> Task requirements
Return each line in the records below that contains the string "clicks".

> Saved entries
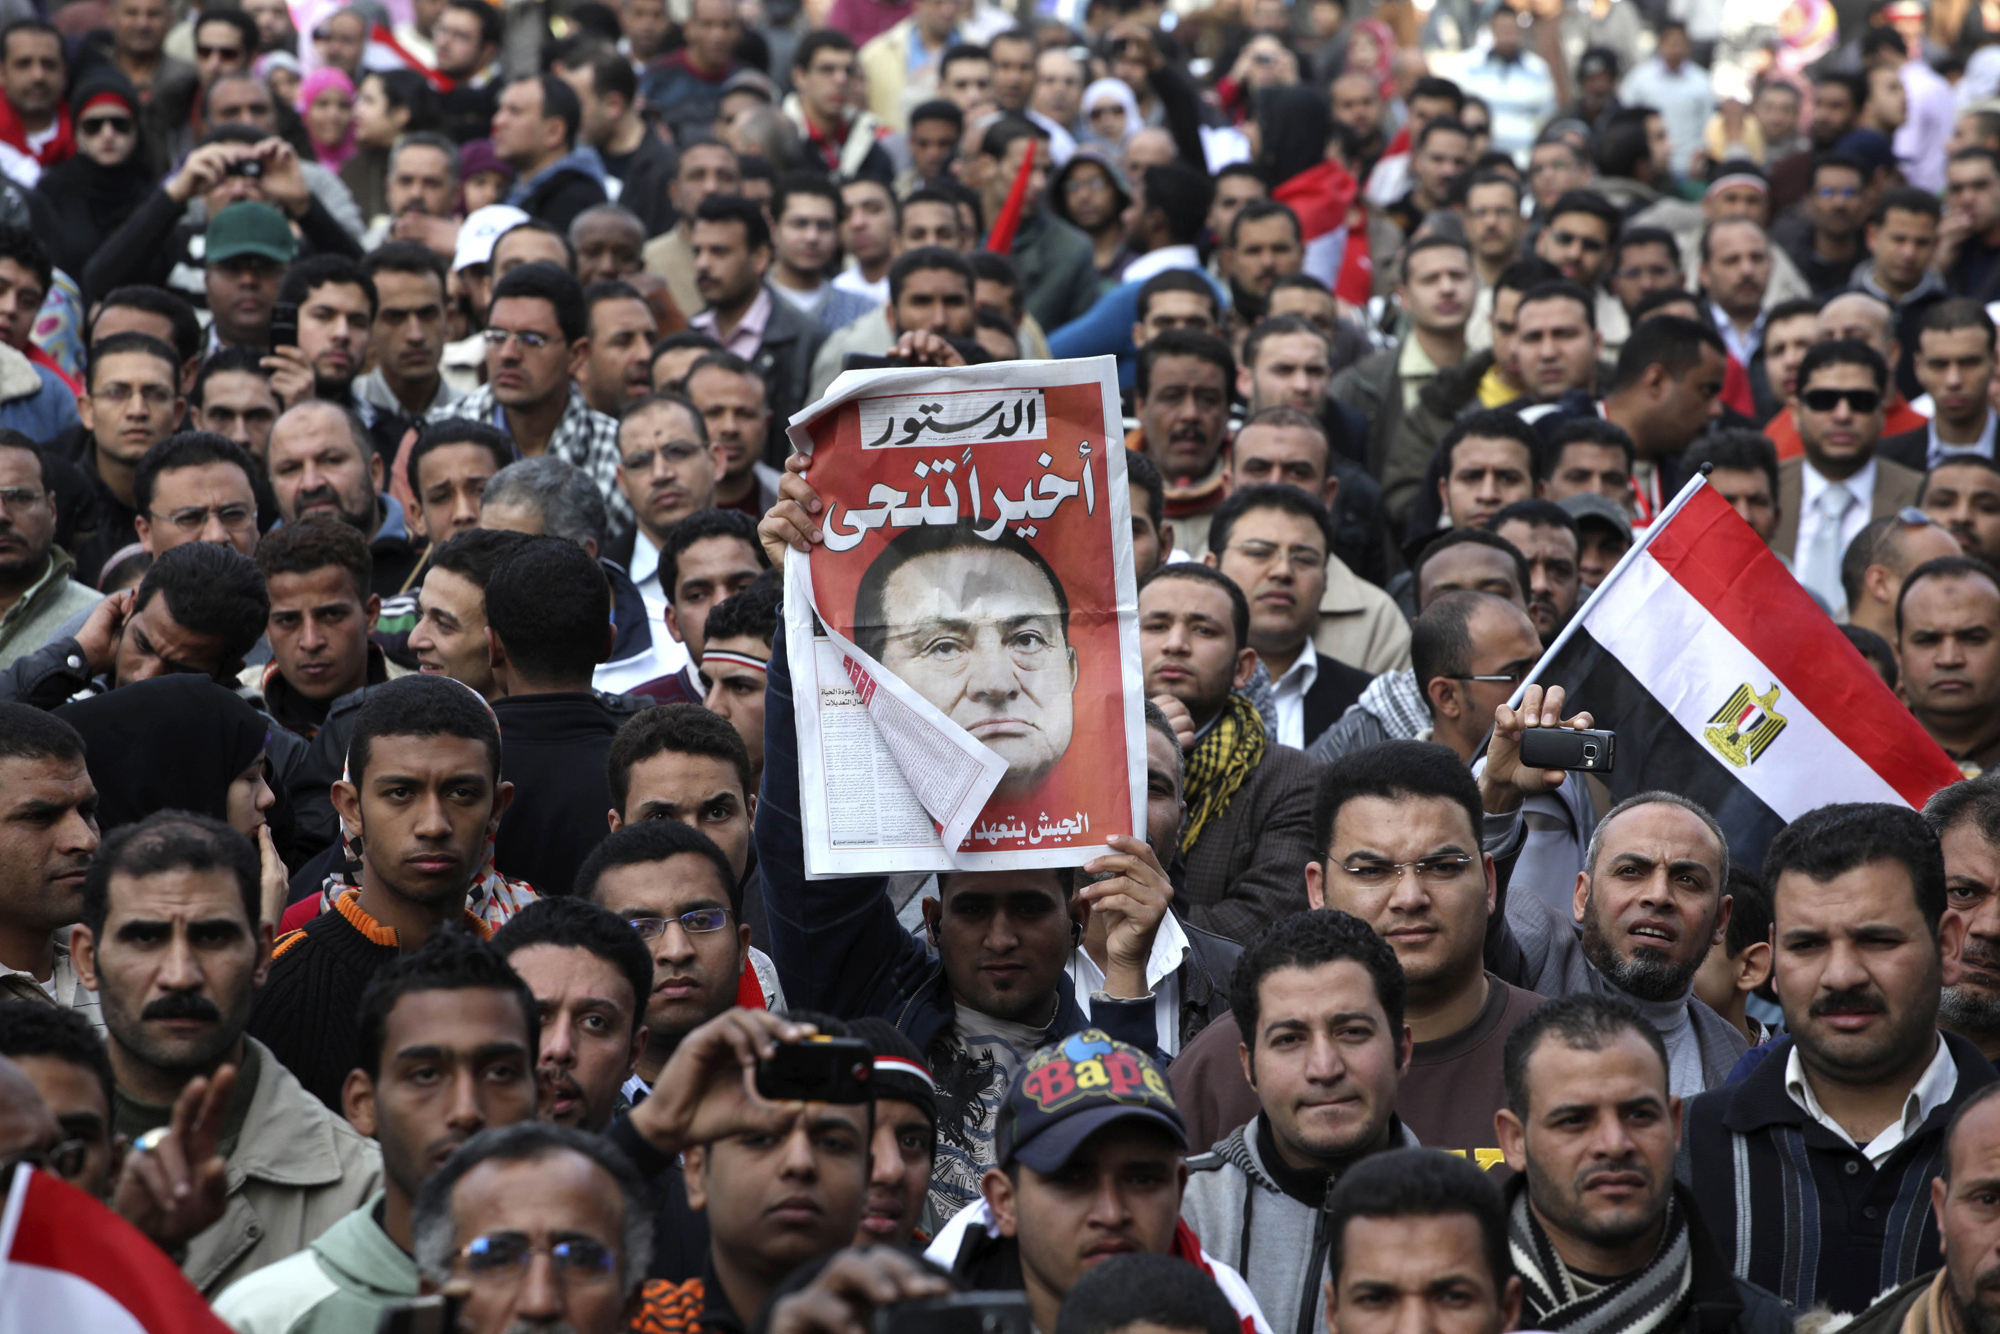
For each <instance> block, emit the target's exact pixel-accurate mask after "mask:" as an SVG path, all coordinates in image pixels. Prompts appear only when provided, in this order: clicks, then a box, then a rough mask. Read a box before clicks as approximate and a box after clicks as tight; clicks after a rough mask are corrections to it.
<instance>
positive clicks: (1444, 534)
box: [1410, 528, 1530, 598]
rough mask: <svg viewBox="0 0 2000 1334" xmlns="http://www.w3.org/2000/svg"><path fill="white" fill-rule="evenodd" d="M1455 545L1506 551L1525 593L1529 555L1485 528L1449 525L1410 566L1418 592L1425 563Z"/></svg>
mask: <svg viewBox="0 0 2000 1334" xmlns="http://www.w3.org/2000/svg"><path fill="white" fill-rule="evenodd" d="M1454 546H1490V548H1494V550H1496V552H1502V554H1506V556H1508V558H1510V560H1512V562H1514V578H1518V580H1520V592H1522V596H1524V598H1526V596H1528V584H1530V576H1528V558H1526V556H1522V554H1520V548H1518V546H1514V544H1512V542H1508V540H1506V538H1502V536H1500V534H1498V532H1488V530H1486V528H1452V530H1450V532H1440V534H1438V536H1436V538H1432V540H1430V546H1426V548H1424V550H1422V552H1420V554H1418V558H1416V564H1414V566H1410V572H1412V574H1414V576H1416V590H1418V592H1422V588H1424V566H1428V564H1430V562H1432V560H1436V558H1438V556H1442V554H1444V552H1448V550H1452V548H1454Z"/></svg>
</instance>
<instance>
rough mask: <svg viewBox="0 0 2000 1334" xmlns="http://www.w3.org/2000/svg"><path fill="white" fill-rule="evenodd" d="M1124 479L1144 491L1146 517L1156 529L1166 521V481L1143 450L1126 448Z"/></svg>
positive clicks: (1154, 528) (1155, 529) (1154, 527)
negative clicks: (1164, 480)
mask: <svg viewBox="0 0 2000 1334" xmlns="http://www.w3.org/2000/svg"><path fill="white" fill-rule="evenodd" d="M1126 480H1128V482H1132V484H1136V486H1138V488H1140V490H1144V492H1146V518H1150V520H1152V526H1154V530H1158V528H1160V524H1164V522H1166V482H1164V480H1162V478H1160V470H1158V468H1154V466H1152V460H1150V458H1146V454H1144V452H1140V450H1126Z"/></svg>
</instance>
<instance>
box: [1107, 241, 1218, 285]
mask: <svg viewBox="0 0 2000 1334" xmlns="http://www.w3.org/2000/svg"><path fill="white" fill-rule="evenodd" d="M1200 266H1202V256H1200V252H1198V250H1196V248H1194V246H1160V248H1158V250H1148V252H1146V254H1142V256H1138V258H1136V260H1132V262H1130V264H1126V268H1124V276H1122V278H1120V282H1146V280H1148V278H1152V276H1156V274H1164V272H1166V270H1170V268H1200Z"/></svg>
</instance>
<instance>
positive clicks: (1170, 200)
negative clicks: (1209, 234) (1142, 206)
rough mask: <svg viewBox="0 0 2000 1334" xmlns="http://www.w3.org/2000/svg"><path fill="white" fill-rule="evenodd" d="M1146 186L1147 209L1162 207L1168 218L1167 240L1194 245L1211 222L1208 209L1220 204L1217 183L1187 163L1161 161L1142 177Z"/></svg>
mask: <svg viewBox="0 0 2000 1334" xmlns="http://www.w3.org/2000/svg"><path fill="white" fill-rule="evenodd" d="M1140 180H1142V182H1144V186H1146V208H1158V210H1160V216H1162V218H1166V240H1168V244H1174V246H1192V244H1194V240H1196V238H1198V236H1200V234H1202V226H1206V222H1208V206H1210V204H1214V202H1216V184H1214V182H1212V180H1208V176H1206V174H1204V172H1196V170H1194V168H1192V166H1188V164H1186V162H1160V164H1154V166H1148V168H1146V174H1144V176H1142V178H1140Z"/></svg>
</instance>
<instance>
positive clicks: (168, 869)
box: [70, 810, 382, 1298]
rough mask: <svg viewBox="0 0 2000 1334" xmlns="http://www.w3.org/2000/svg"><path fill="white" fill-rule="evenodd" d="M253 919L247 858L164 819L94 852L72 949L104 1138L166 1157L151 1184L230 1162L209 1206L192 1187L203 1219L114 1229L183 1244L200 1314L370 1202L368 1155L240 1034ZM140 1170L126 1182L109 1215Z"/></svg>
mask: <svg viewBox="0 0 2000 1334" xmlns="http://www.w3.org/2000/svg"><path fill="white" fill-rule="evenodd" d="M258 904H260V874H258V854H256V848H252V846H250V842H248V840H246V838H244V836H242V834H238V832H234V830H232V828H230V826H226V824H222V822H218V820H210V818H206V816H194V814H188V812H180V810H168V812H160V814H154V816H148V818H146V820H140V822H138V824H128V826H126V828H122V830H118V832H116V834H112V836H110V838H108V840H106V842H104V846H102V848H98V854H96V858H94V860H92V864H90V872H88V876H86V878H84V886H82V926H78V928H76V934H74V936H72V940H70V944H72V948H74V952H76V976H78V980H80V982H82V986H86V988H90V990H94V992H98V998H100V1002H102V1008H104V1028H106V1036H108V1038H110V1058H112V1076H114V1082H116V1090H114V1092H116V1096H114V1104H112V1128H114V1130H116V1132H118V1134H120V1136H124V1138H128V1140H132V1158H134V1160H146V1158H154V1156H156V1154H166V1156H168V1158H162V1160H160V1162H158V1164H154V1174H158V1172H172V1170H174V1168H170V1166H168V1164H170V1158H178V1156H180V1154H182V1150H192V1146H194V1144H200V1142H206V1144H210V1146H214V1148H212V1150H210V1152H218V1150H220V1156H222V1160H224V1162H226V1164H228V1174H226V1182H224V1184H220V1190H222V1192H226V1196H224V1198H222V1200H214V1192H216V1190H218V1184H216V1182H214V1176H212V1172H210V1164H206V1162H204V1164H202V1168H198V1170H194V1172H192V1176H194V1178H196V1180H194V1186H196V1196H198V1198H200V1202H202V1204H206V1206H208V1208H186V1210H182V1208H176V1204H178V1202H172V1200H158V1196H156V1200H154V1208H152V1210H150V1212H142V1214H140V1216H132V1214H128V1216H132V1220H134V1222H138V1224H140V1228H142V1230H144V1232H148V1234H150V1236H154V1238H156V1240H162V1242H164V1244H180V1246H182V1254H180V1268H182V1272H184V1274H186V1276H188V1282H192V1284H194V1286H196V1288H200V1290H202V1294H204V1296H208V1298H214V1294H216V1292H220V1290H222V1288H224V1286H226V1284H230V1282H234V1280H236V1278H242V1276H244V1274H250V1272H254V1270H260V1268H264V1266H266V1264H274V1262H278V1260H284V1258H286V1256H290V1254H296V1252H300V1250H304V1248H306V1246H308V1244H312V1240H314V1238H318V1236H320V1234H322V1232H326V1230H328V1228H330V1226H334V1224H336V1222H338V1220H340V1218H342V1216H344V1214H348V1212H352V1210H354V1208H356V1206H360V1204H362V1202H364V1200H368V1198H370V1196H374V1194H376V1190H378V1188H380V1186H382V1160H380V1156H378V1152H376V1148H374V1146H372V1144H368V1140H364V1138H362V1136H360V1134H358V1132H356V1130H354V1128H352V1126H348V1122H344V1120H340V1118H338V1116H336V1114H334V1112H332V1110H328V1108H326V1106H322V1104H320V1102H318V1100H314V1098H312V1096H308V1092H306V1090H304V1088H302V1086H300V1082H298V1080H296V1078H294V1076H292V1072H290V1070H286V1066H284V1064H280V1060H278V1056H276V1054H274V1052H272V1050H270V1048H268V1046H264V1044H262V1042H258V1040H256V1038H250V1036H248V1034H246V1032H244V1026H246V1022H248V1018H250V1010H252V1006H254V1004H256V1000H258V992H260V990H262V986H264V982H266V978H268V976H270V934H272V926H270V922H260V920H258V918H260V906H258ZM190 1126H192V1136H190ZM188 1156H190V1158H206V1154H202V1152H200V1150H192V1152H190V1154H188ZM176 1166H178V1164H176ZM142 1170H144V1168H136V1166H128V1170H126V1180H122V1182H120V1186H118V1192H116V1202H118V1206H120V1212H124V1202H126V1200H128V1198H130V1196H132V1194H134V1192H138V1188H140V1184H138V1182H134V1180H130V1178H132V1176H134V1172H142ZM176 1224H188V1228H190V1230H182V1228H180V1226H176Z"/></svg>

> Answer area
For each <instance> block, emit the target's exact pixel-accurate mask after "mask:" as an SVG path, all coordinates in image pixels. Prompts appear only when provided, in this order: clicks, then a box, then a rough mask. Read a box before clicks as approximate and a box after clicks as tight; clicks after a rough mask are corrections to it.
positive clicks: (1444, 534)
positive clicks: (1154, 528) (1155, 529) (1154, 527)
negative clicks: (1164, 480)
positive clicks: (1170, 200)
negative clicks: (1209, 234) (1142, 206)
positive clicks: (168, 869)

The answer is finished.